Restate the listing that follows word for word, without its pictures.

· · · · ·

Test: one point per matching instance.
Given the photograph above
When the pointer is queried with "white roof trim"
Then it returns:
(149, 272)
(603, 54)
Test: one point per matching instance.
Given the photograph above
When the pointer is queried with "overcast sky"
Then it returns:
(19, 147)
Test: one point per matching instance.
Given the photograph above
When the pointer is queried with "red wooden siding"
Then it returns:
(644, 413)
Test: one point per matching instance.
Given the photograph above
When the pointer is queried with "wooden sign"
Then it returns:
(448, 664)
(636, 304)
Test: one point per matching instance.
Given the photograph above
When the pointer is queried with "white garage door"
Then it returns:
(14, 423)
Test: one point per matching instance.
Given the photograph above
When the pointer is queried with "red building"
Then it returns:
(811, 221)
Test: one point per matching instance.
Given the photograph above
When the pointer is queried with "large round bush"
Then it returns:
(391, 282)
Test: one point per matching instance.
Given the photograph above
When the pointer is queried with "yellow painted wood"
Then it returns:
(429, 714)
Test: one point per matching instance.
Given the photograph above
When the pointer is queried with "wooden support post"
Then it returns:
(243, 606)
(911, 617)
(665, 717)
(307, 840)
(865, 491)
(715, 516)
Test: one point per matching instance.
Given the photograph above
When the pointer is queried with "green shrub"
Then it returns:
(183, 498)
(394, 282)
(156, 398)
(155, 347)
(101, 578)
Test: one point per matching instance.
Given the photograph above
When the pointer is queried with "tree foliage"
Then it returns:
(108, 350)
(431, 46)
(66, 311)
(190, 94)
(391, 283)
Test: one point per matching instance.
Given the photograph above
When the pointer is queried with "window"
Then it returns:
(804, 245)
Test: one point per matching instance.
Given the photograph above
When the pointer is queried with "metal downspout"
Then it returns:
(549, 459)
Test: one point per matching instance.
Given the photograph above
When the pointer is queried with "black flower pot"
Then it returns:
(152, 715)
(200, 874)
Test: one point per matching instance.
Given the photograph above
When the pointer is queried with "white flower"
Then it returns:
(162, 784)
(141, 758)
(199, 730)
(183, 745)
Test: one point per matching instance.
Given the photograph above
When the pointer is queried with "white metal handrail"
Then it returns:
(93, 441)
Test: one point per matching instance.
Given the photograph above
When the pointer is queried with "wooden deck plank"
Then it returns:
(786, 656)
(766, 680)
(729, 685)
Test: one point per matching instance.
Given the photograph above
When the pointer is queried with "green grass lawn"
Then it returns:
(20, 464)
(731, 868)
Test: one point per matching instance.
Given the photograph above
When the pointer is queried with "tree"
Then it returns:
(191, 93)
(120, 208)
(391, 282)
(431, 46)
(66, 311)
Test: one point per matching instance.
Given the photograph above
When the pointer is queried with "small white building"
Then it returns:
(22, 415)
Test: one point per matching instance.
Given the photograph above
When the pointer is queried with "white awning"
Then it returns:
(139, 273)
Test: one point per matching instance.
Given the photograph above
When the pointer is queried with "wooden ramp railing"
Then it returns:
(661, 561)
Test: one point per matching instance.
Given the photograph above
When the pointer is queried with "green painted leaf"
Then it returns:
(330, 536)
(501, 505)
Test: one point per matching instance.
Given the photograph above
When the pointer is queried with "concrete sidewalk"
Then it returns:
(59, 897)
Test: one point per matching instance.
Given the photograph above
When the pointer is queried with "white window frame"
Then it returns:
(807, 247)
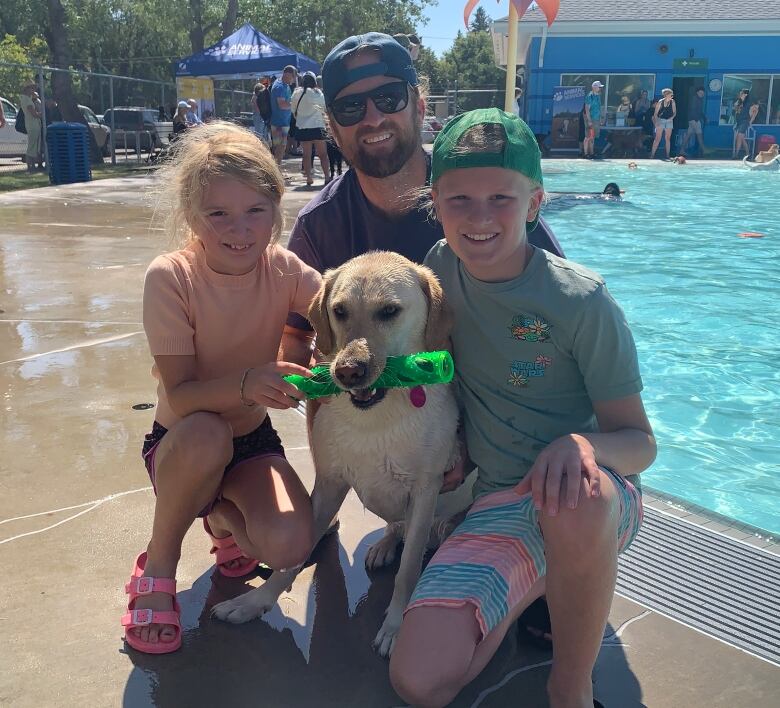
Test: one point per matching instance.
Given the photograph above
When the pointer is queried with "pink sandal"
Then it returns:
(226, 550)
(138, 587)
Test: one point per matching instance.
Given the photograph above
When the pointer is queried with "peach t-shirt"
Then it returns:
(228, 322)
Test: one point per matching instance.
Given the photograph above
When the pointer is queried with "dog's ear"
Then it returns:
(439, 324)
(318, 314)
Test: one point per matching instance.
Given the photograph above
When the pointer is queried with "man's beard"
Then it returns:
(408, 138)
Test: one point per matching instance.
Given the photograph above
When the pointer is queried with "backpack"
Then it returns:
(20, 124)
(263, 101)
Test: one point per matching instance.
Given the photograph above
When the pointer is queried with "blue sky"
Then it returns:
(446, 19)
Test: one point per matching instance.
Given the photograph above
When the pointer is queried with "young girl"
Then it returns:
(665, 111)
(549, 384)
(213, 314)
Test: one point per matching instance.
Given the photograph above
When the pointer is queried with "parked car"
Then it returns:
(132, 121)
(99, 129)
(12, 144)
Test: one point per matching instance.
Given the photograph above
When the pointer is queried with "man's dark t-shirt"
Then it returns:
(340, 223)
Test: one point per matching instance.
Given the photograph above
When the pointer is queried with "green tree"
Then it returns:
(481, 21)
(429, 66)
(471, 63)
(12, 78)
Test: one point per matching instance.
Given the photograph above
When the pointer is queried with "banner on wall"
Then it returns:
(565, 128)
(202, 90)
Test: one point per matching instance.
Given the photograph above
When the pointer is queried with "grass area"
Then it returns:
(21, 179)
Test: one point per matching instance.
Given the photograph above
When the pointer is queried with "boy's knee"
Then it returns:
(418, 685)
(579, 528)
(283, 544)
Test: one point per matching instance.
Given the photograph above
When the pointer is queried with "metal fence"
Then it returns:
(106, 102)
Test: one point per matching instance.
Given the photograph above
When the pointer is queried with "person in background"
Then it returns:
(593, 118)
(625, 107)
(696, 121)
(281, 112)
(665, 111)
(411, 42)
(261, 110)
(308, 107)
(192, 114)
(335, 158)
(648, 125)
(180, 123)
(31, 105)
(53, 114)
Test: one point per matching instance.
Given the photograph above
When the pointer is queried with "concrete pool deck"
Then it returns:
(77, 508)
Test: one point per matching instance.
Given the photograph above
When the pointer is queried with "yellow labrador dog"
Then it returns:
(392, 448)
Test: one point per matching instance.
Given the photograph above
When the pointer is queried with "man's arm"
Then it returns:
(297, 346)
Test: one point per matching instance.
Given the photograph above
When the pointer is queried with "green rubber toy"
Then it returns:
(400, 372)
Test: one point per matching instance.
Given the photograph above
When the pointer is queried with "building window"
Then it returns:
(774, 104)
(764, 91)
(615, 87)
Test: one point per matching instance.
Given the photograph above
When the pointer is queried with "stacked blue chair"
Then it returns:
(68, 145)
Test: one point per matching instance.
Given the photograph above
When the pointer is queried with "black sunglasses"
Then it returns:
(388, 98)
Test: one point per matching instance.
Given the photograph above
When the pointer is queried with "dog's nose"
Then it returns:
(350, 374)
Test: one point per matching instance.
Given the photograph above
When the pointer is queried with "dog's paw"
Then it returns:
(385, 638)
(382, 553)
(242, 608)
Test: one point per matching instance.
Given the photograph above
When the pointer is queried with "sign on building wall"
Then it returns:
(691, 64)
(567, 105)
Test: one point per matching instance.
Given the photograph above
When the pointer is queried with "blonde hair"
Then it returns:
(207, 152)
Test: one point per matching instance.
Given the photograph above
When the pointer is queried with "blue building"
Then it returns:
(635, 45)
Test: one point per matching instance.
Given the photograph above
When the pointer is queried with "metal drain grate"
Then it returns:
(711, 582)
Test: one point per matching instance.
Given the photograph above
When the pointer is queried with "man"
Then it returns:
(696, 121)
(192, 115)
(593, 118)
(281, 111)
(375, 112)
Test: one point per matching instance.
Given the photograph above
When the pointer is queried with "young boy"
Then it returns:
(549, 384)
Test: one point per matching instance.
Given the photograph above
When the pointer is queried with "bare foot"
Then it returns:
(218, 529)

· · · · ·

ANSWER FOR THE TASK:
Test: one point per matching instance.
Given the photograph above
When the pointer is queried with "white roof trim"
Then it returns:
(149, 272)
(603, 54)
Test: one point per matching instance.
Given the photograph above
When the pointer is queried with "overcast sky"
Then it returns:
(19, 147)
Test: one point per matching instance.
Given the photograph above
When the pointer is queried with "red wooden siding"
Then it returns:
(644, 413)
Test: one point per matching instance.
Given the photograph above
When the pointer is queried with "wooden sign"
Then it returns:
(448, 664)
(636, 304)
Test: one point per matching instance.
Given the photograph above
When the pointer is queried with "white garage door"
Then it returns:
(14, 423)
Test: one point per matching instance.
Given the photograph above
When the pointer is queried with "red building"
Then it returns:
(811, 221)
Test: one point per matching instance.
Given the photograph above
When the pointer is queried with "large round bush"
Then it returns:
(391, 282)
Test: one point per matching instance.
Given the photograph above
When the pointer is queried with "yellow painted wood"
Then it returns:
(429, 714)
Test: one point per matching instance.
Given the photograph above
When the pointer is queried with "wooden support post"
Then it returns:
(243, 606)
(911, 617)
(665, 717)
(307, 840)
(865, 491)
(715, 516)
Test: one point per matching instance.
Given the photograph above
When the pointer is queried with "green shrub"
Then it returns:
(183, 498)
(394, 282)
(156, 398)
(155, 347)
(101, 578)
Test: one point per matching instance.
Given the photograph above
When the pointer is queried with "tree foliage"
Then it returns:
(108, 350)
(431, 46)
(66, 311)
(190, 94)
(391, 283)
Test: one point per matching instance.
Given the photograph above
When the pointer is queried with "window"
Then it returns:
(804, 245)
Test: one point per matching instance.
Given the photograph above
When the pointer is queried with "metal downspout"
Then it returns:
(549, 459)
Test: one point per matching instance.
Given the photograph above
When the pointer is queried with "black flower pot"
Then it returns:
(152, 715)
(200, 874)
Test: one point per matching instance.
Given the photograph above
When the pointer is queried with "white flower"
Then it returns:
(162, 784)
(141, 758)
(199, 730)
(183, 745)
Test: one point per matching instance.
Given the photograph above
When the pointer is queried with "white metal handrail"
Then it returns:
(93, 441)
Test: one point per matching instance.
Given the photograph above
When the pointer is queried with "wooden deck plank"
Then it returns:
(786, 656)
(766, 680)
(729, 685)
Test: one point per matching instance.
Given the photograph above
When the pointer is queried with "green grass lawn"
Then it returns:
(20, 464)
(731, 868)
Test: one point per matching instance.
Given the photograph above
When the pointer is queried with "tree"
Then it returns:
(191, 93)
(120, 208)
(391, 282)
(431, 46)
(66, 311)
Test: one point per matching instance.
Given the photograph above
When the pointer is queried with "small white building"
Then it returns:
(22, 415)
Test: one point per matching instance.
Given the photograph above
When the pointer is queried with "white awning"
Then it returns:
(139, 273)
Test: one point per matching instance.
Given the photograph above
When the pointer is queried with "wooden ramp railing"
Then it returns:
(661, 561)
Test: one point per matching instance.
Given the photograph above
When the pointer is queried with "green painted leaf"
Then it returns:
(330, 536)
(501, 505)
Test: one point per matching instance.
Given the photograph above
When the pointer is queried with "concrete sidewalk"
Then it returns:
(59, 897)
Test: one point per matching instance.
Given the photograph above
When the pointer is queried with "white window frame"
Then it returns:
(807, 247)
Test: one point per matching instance.
Given the photograph above
When the pointer is queried with "pink sandal"
Then it returns:
(226, 550)
(138, 587)
Test: one point per matching instance.
Given the photograph above
When the pointer is queried with "peach t-shirt"
Then it returns:
(228, 322)
Test: one point per matching instance.
Given the photograph above
When the pointer is queried with "dog's ear"
Then it returns:
(439, 324)
(318, 314)
Test: one point per matching instance.
Given the photograph above
When the pointer is queried with "man's beard"
Then it returns:
(408, 138)
Test: one point per matching instance.
Given the photograph above
When the pointer is queried with "backpack"
Then it returns:
(20, 124)
(263, 101)
Test: one point per matching instance.
Given the photograph above
When the pointer is queried with "blue sky"
Then it returns:
(446, 19)
Test: one point per matching instance.
Given the photograph above
When the pointer is queried with "young girl"
Then it returns:
(665, 111)
(549, 384)
(213, 314)
Test: one point per matching instance.
Given the photograph above
When the pointer is queried with "parked car"
Then it returns:
(132, 121)
(99, 129)
(12, 144)
Test: one point per matching instance.
Given the photograph above
When the pointer is queried with "man's dark t-shirt"
Then it returns:
(340, 223)
Test: one point per matching instance.
Given the photograph above
When the pointer is queried with "green tree"
Then it returns:
(481, 21)
(429, 66)
(471, 63)
(12, 78)
Test: one point per matching instance.
Given the photograph above
When the pointer is queried with "banner on wall"
Then it returns:
(565, 128)
(202, 90)
Test: one point per matching instance.
Given the photograph above
When the pointer is queried with "grass area"
Then it returns:
(21, 179)
Test: one point per matching instance.
Given the photograph above
When the pointer is queried with "boy's knee"
Then it returns:
(418, 685)
(579, 528)
(283, 544)
Test: one point per matching instance.
Given the photograph above
When the pointer is queried with "metal fence"
Then it returns:
(106, 102)
Test: one point per matching instance.
Given the photograph above
When the pointer is queried with "person in background"
Then it returns:
(593, 118)
(625, 107)
(696, 121)
(281, 112)
(665, 111)
(411, 42)
(261, 110)
(308, 107)
(192, 114)
(335, 158)
(648, 125)
(180, 123)
(31, 105)
(53, 114)
Test: one point per matching instance.
Given the photograph above
When the pointer is queried with "concrete pool deck"
Then it returns:
(77, 508)
Test: one point per matching instance.
Given the photograph above
When the pointer is queried with "yellow labrador dog"
Then it returns:
(392, 448)
Test: one point per matching instance.
Given the photograph above
When the pointer is queried with "man's arm"
Then it returns:
(297, 346)
Test: one point per matching instance.
Given the photograph above
When the pointer is queried with "green rubber toy"
Then it returns:
(400, 372)
Test: one point per matching instance.
Given the photograph above
When the pointer is queried with "building window"
Then it returns:
(774, 104)
(764, 91)
(615, 87)
Test: one point per matching instance.
Given the photograph above
When the pointer is queried with "stacked blue chair"
Then it returns:
(68, 145)
Test: one point per matching instance.
Given the photograph above
When the pointer is queried with "black sunglasses"
Then it returns:
(388, 98)
Test: one point per matching instance.
Given the photograph above
When the pointer is queried with "dog's nose"
Then it returns:
(350, 374)
Test: one point per matching instance.
Given the photograph above
When the pointer is queried with "dog's paw"
Then it returns:
(385, 638)
(382, 553)
(242, 608)
Test: one point per matching instance.
Given the photograph above
When the pointer is queried with "sign on building wall"
Then it returns:
(691, 64)
(567, 105)
Test: one point per matching instance.
Given the photograph above
When the pointer is queried with "blonde hair"
Then it returns:
(207, 152)
Test: one point per matching instance.
Given the photograph above
When the pointer is queried with "blue building"
Then it returns:
(635, 45)
Test: one point per matching instance.
Given the photograph above
When the pointer is queried with "metal drain grate"
Then it returns:
(711, 582)
Test: one point per matching instance.
Given the photograph above
When the pointer is queried with "man"
Then it returns:
(696, 121)
(192, 115)
(593, 118)
(281, 111)
(375, 112)
Test: one point per matching instance.
Given the photograph above
When the pointer is queried with "young boy"
Then it returns:
(549, 384)
Test: one point per matching instance.
Given the photograph above
When the pointer is queried with "bare foot"
Then it returns:
(218, 529)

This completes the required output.